• [ABOUT THIS TASK]
Answer the following questions using the excerpt on government and unions below.
(a) What percentage of Republicans would rather have a smaller government providing fewer services?
(b) Which trade union principle played a prominent role at the conference?
(c) What film did conference participants and their guests watch?

• [SELECTED TEXT]
__________________________________________________

After all, it’s the people we elect to public office who have the ultimate say over funding for our jobs. And if the folks we are electing to public office devalue the work we do, we should expect the public to do the same.

A survey conducted earlier this year by the Pew Research Center for the People & the Press offers valuable insight—and motivation.

  • Most Americans agree (62 percent to 34 percent) that “when something is run by the government, it is usually inefficient and wasteful. This is the highest level of cynicism in a decade. By an identical margin, a majority of Americans do not believe that most elected officials care what people like me think.’’
  • “A 52 percent majority say government is not run for the benefit of all the people, while 45 percent say it is.”
  • “About two-thirds of Republicans (68 percent) say they would rather have a smaller government providing fewer services; most Democrats (60 percent) would prefer a bigger government providing more services. Independents are more divided on this—48 percent say they prefer a smaller government while 40 percent would rather have a bigger government.”
  • “Roughly seven in 10 believe the government has a responsibility to take care of people who can’t take care of themselves.”

Trade union principles

Increasing the number of workers nationwide who are represented by unions is important to the job security and economic well-being of AFT members, too.

A chorus of speakers, including AFT president Edward J. McElroy, AFT vice presidents Candice Owley and David Hecker, and Ludwig, urged the crowd to think and act both locally and globally on behalf of the trade union movement and workers’ rights.

One of those principles—universal healthcare—played a prominent role at the conference.

In addition to a plenary session featuring doctors Ole Thienhaus of the University of Nevada School of Medicine and Quentin Young of Physicians for a National Health Program, conference participants and their guests watched Michael Moore’s new film “Sicko.”

__________________________________________________

• [INFORMATION GIVEN]
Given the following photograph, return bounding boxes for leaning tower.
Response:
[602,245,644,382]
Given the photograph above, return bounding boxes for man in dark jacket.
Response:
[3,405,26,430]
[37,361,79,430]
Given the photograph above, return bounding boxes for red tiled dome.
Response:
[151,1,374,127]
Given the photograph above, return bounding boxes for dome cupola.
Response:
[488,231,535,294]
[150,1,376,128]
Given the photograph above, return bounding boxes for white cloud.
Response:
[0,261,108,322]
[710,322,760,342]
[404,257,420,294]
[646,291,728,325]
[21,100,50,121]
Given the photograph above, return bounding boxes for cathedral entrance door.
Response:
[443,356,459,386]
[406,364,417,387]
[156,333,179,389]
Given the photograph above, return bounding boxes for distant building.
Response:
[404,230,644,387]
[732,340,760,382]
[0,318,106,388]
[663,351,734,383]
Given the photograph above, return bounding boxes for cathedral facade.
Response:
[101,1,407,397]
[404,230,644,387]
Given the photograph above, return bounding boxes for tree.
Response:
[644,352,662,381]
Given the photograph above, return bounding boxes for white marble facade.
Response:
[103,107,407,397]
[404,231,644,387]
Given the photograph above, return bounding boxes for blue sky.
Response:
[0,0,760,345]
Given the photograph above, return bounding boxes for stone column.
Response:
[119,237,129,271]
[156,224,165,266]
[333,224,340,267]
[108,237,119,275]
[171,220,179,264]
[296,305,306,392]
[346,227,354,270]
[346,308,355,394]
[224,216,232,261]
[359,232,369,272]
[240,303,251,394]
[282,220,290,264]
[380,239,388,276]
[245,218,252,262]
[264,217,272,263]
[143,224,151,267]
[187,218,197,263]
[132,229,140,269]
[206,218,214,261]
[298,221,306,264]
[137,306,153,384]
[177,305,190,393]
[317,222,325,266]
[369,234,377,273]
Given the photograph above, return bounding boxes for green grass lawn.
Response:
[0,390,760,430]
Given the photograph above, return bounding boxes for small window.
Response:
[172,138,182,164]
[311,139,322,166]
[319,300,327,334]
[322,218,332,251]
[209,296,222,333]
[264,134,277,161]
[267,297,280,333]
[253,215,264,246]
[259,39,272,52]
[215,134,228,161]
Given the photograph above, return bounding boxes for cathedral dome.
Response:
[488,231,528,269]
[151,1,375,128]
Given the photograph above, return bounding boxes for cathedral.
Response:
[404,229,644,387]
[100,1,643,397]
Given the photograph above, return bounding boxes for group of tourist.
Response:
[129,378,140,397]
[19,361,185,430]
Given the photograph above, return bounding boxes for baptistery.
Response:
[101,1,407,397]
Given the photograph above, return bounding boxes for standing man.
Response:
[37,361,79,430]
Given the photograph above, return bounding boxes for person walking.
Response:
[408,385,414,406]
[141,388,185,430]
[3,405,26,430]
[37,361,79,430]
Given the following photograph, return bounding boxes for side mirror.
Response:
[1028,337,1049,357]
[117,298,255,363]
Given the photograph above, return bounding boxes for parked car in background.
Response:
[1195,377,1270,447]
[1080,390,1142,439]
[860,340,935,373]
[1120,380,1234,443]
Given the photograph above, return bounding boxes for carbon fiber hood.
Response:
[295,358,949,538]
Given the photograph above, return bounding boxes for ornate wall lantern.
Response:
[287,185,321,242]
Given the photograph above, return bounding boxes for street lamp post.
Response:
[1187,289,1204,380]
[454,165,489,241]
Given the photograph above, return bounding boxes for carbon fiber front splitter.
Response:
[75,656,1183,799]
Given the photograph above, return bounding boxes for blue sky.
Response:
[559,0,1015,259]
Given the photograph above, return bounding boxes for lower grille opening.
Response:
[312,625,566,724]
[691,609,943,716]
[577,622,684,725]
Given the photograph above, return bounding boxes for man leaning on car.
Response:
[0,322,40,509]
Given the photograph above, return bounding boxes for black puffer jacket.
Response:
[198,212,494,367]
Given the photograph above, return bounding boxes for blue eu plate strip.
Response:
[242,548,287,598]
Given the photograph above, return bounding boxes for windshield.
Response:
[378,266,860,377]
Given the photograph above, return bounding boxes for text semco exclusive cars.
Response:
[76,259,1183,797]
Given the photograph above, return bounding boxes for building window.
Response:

__________________________________________________

• [RESULT]
(a) 68 percent
(b) Universal healthcare
(c) Michael Moore's new film "Sicko."